Start of Supplied passage

However, in a Marvin plant, he said, “To huddle over a drawing, at a table, of a window would have been very common.” But now workers have found ways to look at drawings and avoid standing next to co-workers. “It does take behavior change and constant messaging and thinking differently,” Marvin said.
“We are less efficient because we are taking extra precautions, but that’s short-term pain for the right long-term decision,” Marvin said.
When there is a suspected case of Covid-19, Marvin said, a company representative makes sure the employee has the resources to quarantine at home or access treatment from a health care provider. The Marvin company also does contact tracing to reduce the spread among other employees.
Aggressive measures to reduce Covid-19 cases have been successful in many German factories, according to a May article in the Wall Street Journal.
Marvin said he will keep adding safety protocols to ensure the health of his workforce. For weeks, Marvin plants have been providing masks for their workers, but wearing them was optional.
Starting in mid-May, wearing masks becomes mandatory in Marvin facilities. “We are collectively safer when we all wear masks at work,” Marvin said in a message to employees. He predicted that more companies will require employees to wear masks. “But we’re not going to wait, we won’t wait until it’s too late,” Marvin said.

End of Supplied passage
Start of Source material

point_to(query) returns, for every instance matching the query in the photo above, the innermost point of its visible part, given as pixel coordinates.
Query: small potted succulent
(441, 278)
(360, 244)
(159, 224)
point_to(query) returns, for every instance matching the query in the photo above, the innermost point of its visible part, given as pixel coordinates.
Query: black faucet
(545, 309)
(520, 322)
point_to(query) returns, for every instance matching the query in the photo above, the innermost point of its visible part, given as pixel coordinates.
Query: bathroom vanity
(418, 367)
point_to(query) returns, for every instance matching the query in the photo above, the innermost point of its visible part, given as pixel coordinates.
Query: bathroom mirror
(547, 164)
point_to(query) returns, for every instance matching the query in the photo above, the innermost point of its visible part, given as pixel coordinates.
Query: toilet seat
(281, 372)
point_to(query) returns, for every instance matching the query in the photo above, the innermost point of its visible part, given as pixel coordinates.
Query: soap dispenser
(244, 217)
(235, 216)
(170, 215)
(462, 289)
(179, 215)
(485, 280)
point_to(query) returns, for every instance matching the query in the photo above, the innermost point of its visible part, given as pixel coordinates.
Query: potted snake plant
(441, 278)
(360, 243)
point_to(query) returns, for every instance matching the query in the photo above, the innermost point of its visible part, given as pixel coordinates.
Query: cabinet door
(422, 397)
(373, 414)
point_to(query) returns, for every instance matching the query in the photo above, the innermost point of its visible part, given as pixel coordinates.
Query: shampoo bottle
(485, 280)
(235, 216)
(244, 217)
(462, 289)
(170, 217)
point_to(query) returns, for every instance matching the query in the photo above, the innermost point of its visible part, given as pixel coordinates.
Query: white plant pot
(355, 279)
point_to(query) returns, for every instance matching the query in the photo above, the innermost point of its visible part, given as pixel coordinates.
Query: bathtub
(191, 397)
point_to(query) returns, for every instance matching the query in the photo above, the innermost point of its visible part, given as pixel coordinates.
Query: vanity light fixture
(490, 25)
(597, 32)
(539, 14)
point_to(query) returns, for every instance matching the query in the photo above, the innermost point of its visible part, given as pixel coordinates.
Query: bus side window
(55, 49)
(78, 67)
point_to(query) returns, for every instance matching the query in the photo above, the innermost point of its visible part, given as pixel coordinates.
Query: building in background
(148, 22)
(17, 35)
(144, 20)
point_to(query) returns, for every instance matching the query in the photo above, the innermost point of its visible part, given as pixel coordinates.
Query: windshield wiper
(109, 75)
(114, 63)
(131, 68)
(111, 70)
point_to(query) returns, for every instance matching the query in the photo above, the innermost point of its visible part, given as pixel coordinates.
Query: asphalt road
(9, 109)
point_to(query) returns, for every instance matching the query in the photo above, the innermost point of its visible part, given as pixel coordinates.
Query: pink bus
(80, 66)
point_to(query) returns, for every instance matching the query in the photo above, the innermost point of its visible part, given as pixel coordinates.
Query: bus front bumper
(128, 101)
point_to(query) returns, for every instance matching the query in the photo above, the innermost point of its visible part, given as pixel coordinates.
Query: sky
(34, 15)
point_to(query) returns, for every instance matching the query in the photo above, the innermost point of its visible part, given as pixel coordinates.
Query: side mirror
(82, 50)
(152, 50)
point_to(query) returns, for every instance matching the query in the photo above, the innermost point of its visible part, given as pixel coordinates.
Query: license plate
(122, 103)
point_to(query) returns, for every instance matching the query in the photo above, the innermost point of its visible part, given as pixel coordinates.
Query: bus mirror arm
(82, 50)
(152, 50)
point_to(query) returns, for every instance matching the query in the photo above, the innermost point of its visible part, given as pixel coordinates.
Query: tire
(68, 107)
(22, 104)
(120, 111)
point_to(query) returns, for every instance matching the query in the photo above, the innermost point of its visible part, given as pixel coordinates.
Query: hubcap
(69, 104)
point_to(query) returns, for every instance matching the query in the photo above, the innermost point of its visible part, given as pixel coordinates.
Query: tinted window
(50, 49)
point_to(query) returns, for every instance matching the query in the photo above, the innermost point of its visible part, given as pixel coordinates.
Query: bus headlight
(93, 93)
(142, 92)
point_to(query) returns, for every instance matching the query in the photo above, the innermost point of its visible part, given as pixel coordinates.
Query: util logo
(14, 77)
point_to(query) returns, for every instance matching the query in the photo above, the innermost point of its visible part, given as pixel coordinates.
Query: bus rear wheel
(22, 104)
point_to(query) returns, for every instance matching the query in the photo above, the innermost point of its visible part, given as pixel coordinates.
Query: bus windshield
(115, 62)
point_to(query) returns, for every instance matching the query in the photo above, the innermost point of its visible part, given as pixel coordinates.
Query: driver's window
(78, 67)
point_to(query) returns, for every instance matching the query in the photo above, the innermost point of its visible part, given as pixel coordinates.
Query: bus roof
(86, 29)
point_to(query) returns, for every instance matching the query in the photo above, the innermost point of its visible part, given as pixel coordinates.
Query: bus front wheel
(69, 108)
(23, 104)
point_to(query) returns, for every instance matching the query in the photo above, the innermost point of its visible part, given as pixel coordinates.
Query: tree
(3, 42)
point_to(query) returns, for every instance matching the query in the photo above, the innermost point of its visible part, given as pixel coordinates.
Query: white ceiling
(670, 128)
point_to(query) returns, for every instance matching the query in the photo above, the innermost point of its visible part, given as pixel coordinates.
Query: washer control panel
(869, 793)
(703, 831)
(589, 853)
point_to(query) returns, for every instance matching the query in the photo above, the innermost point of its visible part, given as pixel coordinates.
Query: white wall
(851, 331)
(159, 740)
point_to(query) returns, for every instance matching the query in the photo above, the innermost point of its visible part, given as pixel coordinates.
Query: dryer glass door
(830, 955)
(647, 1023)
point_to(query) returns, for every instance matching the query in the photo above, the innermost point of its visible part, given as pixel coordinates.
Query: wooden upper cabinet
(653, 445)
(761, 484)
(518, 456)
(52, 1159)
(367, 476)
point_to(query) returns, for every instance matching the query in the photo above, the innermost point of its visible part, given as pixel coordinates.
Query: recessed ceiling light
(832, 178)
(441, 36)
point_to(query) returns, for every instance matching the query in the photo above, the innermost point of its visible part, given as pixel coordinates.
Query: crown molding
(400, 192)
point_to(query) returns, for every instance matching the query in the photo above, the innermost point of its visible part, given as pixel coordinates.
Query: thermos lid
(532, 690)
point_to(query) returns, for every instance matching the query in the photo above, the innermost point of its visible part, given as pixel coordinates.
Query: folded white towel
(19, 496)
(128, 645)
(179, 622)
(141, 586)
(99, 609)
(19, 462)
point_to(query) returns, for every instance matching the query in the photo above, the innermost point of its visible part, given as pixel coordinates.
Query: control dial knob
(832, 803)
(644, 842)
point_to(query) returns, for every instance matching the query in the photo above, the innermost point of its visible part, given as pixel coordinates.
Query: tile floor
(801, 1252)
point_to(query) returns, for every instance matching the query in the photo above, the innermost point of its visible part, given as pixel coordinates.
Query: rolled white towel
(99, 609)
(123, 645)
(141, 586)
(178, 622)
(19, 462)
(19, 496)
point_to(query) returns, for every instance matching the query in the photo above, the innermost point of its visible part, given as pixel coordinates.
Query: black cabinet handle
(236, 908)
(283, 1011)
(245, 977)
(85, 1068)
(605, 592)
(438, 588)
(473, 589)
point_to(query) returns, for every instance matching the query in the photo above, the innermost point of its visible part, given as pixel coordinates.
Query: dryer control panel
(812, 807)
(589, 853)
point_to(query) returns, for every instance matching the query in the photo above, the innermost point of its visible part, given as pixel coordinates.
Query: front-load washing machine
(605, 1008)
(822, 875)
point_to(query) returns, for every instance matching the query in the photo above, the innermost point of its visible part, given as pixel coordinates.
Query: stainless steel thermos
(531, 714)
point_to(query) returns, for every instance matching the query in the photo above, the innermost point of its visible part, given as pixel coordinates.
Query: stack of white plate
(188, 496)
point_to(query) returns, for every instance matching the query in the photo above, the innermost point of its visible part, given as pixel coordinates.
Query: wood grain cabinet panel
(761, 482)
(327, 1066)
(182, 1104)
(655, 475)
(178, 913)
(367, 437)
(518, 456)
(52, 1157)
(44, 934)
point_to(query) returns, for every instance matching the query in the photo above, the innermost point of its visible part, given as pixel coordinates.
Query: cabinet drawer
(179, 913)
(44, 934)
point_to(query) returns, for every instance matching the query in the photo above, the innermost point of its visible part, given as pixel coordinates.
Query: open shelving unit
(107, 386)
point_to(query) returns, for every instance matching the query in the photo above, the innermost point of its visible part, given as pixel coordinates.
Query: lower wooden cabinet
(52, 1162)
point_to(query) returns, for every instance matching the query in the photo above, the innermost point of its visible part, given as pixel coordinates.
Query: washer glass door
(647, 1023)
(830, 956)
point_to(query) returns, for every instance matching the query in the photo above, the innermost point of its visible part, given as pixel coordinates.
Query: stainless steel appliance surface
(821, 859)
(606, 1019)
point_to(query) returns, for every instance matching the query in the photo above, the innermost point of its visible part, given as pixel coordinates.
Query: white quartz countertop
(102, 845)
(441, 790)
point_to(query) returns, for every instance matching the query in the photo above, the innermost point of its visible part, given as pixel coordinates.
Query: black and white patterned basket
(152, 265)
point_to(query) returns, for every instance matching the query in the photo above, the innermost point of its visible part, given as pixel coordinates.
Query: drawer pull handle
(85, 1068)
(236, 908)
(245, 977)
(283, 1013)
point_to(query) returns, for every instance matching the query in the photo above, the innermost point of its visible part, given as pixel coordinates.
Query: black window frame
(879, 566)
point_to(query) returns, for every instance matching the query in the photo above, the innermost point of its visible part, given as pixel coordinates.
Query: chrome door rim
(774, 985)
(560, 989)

End of Source material

**What to work on**
• a. In the passage about Marvin's plants, when does wearing masks become mandatory in Marvin facilities?
• b. From the passage about Marvin's plants, copy everything from "Aggressive measures to" down to "them was optional.".

**Written responses**
• a. Starting in mid-May.

• b.
Aggressive measures to reduce Covid-19 cases have been successful in many German factories, according to a May article in the Wall Street Journal.
Marvin said he will keep adding safety protocols to ensure the health of his workforce. For weeks, Marvin plants have been providing masks for their workers, but wearing them was optional.